▸ Task to carry out: From the line containing "like (272, 231)." down to the last line of the records below, copy every line exactly. Leave out everything before it.

▸ Recorded information:

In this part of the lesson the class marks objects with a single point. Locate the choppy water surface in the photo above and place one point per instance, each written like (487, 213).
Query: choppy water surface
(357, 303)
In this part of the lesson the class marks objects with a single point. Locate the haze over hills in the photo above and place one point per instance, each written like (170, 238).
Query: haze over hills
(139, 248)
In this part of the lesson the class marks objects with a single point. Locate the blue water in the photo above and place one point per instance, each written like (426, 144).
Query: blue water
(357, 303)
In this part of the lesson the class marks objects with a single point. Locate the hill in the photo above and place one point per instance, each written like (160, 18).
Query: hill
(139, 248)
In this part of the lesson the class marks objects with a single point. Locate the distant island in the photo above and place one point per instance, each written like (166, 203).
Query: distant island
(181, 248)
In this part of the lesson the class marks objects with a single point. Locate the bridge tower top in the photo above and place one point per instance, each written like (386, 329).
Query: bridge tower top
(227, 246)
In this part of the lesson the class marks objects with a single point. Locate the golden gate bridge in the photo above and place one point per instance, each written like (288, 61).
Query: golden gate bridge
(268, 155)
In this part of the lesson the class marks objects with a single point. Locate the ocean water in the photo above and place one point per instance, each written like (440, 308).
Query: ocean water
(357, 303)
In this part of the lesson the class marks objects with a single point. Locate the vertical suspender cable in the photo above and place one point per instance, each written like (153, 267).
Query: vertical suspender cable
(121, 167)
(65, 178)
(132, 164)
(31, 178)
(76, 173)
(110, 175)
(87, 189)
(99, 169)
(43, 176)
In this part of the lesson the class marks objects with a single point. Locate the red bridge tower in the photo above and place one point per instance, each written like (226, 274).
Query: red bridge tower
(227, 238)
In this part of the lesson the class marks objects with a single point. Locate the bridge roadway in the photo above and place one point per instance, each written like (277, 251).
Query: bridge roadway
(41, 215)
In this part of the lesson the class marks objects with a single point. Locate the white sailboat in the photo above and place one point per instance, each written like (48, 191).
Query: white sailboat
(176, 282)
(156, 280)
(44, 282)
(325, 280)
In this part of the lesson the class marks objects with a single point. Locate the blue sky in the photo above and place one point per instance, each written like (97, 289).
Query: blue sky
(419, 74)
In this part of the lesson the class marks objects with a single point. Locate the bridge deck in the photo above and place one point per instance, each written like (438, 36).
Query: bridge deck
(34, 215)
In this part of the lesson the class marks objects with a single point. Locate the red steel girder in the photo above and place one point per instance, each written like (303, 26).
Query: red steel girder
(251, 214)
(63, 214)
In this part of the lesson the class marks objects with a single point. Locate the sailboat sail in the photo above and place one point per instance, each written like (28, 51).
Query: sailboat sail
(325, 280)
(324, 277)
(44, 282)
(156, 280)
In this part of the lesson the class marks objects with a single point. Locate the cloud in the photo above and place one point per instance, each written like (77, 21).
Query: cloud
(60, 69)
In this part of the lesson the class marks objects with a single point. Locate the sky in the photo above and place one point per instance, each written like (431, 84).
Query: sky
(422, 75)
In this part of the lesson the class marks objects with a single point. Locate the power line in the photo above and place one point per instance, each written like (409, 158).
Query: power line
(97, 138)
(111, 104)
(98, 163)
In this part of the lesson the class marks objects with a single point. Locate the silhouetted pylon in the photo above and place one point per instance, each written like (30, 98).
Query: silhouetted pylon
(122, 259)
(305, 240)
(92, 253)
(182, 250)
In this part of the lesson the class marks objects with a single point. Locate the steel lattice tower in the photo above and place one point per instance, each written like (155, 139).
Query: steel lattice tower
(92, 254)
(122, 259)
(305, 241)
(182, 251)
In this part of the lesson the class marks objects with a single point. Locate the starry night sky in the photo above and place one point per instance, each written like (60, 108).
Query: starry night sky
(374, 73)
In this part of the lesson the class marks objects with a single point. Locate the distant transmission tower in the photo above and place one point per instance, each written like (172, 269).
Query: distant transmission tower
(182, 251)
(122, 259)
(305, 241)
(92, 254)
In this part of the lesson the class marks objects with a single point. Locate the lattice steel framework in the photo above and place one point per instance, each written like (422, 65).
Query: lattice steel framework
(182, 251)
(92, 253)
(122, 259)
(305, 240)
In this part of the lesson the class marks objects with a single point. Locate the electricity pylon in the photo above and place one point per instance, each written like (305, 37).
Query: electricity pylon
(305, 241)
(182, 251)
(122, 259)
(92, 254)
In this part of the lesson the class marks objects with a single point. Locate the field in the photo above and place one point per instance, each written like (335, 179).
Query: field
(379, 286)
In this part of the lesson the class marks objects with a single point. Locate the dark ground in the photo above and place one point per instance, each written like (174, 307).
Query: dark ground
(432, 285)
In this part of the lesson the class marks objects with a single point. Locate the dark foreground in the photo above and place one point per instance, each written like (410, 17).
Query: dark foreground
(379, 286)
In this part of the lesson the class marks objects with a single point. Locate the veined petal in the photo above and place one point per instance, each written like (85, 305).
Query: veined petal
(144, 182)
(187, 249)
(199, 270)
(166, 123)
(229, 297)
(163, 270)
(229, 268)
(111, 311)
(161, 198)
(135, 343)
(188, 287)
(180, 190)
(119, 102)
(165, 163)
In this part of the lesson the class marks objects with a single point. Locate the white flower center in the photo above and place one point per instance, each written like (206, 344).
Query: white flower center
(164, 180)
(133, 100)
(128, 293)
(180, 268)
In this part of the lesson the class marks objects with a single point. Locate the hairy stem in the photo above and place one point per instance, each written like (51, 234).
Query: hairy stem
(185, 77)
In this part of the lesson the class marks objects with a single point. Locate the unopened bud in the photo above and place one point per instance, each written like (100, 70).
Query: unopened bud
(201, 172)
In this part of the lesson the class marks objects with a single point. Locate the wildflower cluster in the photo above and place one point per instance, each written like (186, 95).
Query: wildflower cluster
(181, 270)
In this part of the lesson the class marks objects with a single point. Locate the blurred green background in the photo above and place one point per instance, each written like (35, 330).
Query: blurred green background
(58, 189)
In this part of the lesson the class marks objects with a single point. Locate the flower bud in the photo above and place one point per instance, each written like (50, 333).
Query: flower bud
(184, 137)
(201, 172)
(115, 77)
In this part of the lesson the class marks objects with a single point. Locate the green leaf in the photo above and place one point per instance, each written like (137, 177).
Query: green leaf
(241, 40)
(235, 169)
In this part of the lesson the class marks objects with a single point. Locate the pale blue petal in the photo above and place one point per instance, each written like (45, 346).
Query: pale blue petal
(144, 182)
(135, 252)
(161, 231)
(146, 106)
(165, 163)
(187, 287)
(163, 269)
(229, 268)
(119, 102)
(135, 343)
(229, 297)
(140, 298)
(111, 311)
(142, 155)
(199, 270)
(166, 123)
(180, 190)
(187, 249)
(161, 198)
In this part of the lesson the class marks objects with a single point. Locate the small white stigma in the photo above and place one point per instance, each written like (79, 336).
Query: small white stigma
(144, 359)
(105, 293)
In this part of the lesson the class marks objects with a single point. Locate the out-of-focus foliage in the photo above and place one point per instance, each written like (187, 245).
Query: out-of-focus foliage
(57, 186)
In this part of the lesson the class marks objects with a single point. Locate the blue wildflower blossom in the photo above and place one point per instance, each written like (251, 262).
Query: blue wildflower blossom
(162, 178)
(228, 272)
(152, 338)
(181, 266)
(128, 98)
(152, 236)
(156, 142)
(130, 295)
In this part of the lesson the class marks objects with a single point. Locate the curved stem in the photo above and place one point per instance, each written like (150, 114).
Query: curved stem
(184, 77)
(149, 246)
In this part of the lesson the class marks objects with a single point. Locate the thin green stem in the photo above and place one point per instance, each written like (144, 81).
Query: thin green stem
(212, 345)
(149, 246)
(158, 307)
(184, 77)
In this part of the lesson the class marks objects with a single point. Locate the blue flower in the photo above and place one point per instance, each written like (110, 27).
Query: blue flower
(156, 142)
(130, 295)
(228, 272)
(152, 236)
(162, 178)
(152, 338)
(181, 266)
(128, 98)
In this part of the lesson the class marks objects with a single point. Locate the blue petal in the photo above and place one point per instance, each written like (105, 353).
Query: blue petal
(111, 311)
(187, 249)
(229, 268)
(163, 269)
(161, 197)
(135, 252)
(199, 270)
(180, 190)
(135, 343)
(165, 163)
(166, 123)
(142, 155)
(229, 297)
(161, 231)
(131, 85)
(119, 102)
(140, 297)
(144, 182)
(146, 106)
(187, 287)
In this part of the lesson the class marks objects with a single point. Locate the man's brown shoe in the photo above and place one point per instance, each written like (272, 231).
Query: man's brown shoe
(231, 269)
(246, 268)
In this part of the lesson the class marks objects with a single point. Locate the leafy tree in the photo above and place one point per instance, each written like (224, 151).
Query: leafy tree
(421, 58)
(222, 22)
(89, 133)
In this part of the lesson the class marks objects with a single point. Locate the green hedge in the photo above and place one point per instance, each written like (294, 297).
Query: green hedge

▸ Exercise solution:
In this part of the lesson the class marks objects with a single point. Locate the man's brown shoe in the photo above and place one point per instance, each written like (272, 231).
Query: man's brown shoe
(231, 269)
(246, 268)
In this part of the lesson the class marks objects with a single point. Locate the leafy tree in the photo above and place one point per instance, each written like (224, 151).
Query: leafy tree
(421, 58)
(222, 22)
(89, 133)
In this part of the lesson the class marks objects with a single point. Locate the green hedge in the photo above and place one point per instance, each written like (294, 297).
Query: green hedge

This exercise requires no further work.